TASK DIRECTIONS —
Please answer these questions using the text below on three Asian American figures in Minnesota.
1. Since what year has Bo Thao-Urabe been executive and network director of CAAL?
2. Which two restaurants does Yia Vang own?
3. What is Lily Tung Crystal's role at Theater Mu?

Civil rights organizer Bo Thao-Urabe wants Minnesota to measure success differently
Bo Thao-Urabe, 51, has served as the executive and network director for the Coalition of Asian American Leaders (CAAL) since 2014. Thao-Urabe is Hmong, and her family originally moved to the United States in 1979 after fleeing Laos during the Vietnam War and spending three years in a refugee camp in Thailand.
At CAAL, Thao-Urabe helps create space for Asian Minnesota leaders to do social justice organizing. Their work embraces a range of tactics, from work groups tackling economic and education policy at the state level to connecting informal mutual aid programs offering COVID-19 assistance. CAAL also seeks to empower young Asian leaders through trainings, networking opportunities and community leadership grants.
“My vision for the future of AAPIs in Minnesota is that we don’t live in fear of showing up — that we own our power and wield it to create a state that is more welcoming, that is more prosperous, that is more inclusive to everyone. …
“America is not somebody else; America is us.”
Chef Yia Vang on discovering his father’s heroism and what he tells the kids with ‘stinky’ lunches
Yia Vang, 36, is the owner of Union Hmong Kitchen and Vinai, restaurants in the Twin Cities. As a chef, Yia says that he didn’t fall into cooking, but that cooking fell into him. That love affair deepened some nine years ago, he said. What changed for him was realizing that food isn’t just sustenance but a vehicle for storytelling.
“Every dish is a narrative,” Vang said “If you follow that narrative long enough and close enough, you get to the people behind the food. And once you’re there, it’s actually not about food. It is about people and their food is a catalyst for cultivating great relationships.”
As as for the advice he gives to the all the kids who were teased for bringing “stinky” lunches?
“[O]ne day, the kids who make fun of us for bringing the stinky food, they’re going to be wanting to come and find that stinky food. Because for them, they’re going to be a few years behind or they’re going to want to be educated. In that moment, I would say to those kids, you have two choices. You either say, ‘Screw you, you used to make fun of me, I don’t care anymore.’ Or you be the better and the bigger person and say, ‘Hey, I understand, join us.’ ”
Theater Mu’s Lily Tung Crystal: The more people hear Asian Americans’ stories, the more they'll treat us as the Americans we are
“I feel like there is a contingent in American society that doesn’t see us as real people,” Lily Tung Crystal said. “And part of that is because our stories are not told widely in the media, in film, or on television.”
As Theater Mu’s artistic director, she’s working to change that.
She's also hopeful that the AAPI communities will have a bigger voice and more visibility in the Twin Cities. "The fact is that we all live here and that we all are Minnesotans — and that all our stories are told, and that our faces are seen in film and TV and on stage. That our stories and the stories of other BIPOC communities become the mainstream stories."

RAW DATA —
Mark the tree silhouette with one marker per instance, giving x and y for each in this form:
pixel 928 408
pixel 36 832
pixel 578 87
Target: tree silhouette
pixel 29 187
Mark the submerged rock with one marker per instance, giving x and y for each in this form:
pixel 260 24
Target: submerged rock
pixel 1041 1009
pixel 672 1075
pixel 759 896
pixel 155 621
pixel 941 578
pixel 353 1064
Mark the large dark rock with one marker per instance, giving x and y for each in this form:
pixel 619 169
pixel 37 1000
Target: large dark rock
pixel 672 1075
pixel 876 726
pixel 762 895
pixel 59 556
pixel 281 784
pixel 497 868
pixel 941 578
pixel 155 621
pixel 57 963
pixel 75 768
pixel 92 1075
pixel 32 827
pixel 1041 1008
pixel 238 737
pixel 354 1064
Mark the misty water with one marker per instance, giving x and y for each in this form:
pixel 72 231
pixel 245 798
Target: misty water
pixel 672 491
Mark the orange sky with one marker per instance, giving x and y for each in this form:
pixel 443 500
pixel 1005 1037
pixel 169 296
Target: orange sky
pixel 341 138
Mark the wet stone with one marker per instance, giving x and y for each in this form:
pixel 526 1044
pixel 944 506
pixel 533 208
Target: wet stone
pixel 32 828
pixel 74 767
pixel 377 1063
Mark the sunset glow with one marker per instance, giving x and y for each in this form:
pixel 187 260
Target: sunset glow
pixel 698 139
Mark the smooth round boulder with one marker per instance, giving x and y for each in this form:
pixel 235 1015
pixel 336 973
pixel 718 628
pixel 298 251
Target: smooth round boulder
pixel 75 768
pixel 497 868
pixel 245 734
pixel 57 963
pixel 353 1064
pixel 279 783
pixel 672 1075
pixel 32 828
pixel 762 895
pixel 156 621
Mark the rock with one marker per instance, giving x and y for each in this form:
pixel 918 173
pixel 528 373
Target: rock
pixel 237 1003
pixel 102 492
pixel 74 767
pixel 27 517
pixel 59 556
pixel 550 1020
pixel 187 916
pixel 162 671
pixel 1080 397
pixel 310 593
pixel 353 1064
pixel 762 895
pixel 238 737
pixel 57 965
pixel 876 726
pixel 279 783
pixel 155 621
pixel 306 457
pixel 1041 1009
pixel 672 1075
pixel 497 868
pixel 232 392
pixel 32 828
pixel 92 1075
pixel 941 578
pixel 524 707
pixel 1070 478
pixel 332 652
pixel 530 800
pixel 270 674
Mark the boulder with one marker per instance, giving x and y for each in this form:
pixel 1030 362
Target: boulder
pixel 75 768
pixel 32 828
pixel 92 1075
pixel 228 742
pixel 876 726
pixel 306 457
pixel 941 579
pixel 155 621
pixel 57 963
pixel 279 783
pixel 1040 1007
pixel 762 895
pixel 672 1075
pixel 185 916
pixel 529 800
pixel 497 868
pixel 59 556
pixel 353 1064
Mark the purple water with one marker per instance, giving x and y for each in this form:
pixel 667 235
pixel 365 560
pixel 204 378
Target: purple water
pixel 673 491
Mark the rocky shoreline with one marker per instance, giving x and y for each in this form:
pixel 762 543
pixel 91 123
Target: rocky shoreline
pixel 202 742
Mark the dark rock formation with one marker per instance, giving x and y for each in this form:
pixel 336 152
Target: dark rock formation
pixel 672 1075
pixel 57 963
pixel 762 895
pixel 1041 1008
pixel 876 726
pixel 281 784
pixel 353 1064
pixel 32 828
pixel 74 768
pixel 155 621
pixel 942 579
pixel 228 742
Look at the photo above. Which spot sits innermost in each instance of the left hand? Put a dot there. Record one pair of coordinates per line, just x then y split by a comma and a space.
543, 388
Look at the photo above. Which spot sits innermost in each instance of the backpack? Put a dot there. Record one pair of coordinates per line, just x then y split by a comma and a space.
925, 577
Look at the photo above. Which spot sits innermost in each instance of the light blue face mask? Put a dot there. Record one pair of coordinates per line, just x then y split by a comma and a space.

RESPONSE FOR THIS EXERCISE —
1. 2014
2. Union Hmong Kitchen and Vinai
3. Artistic director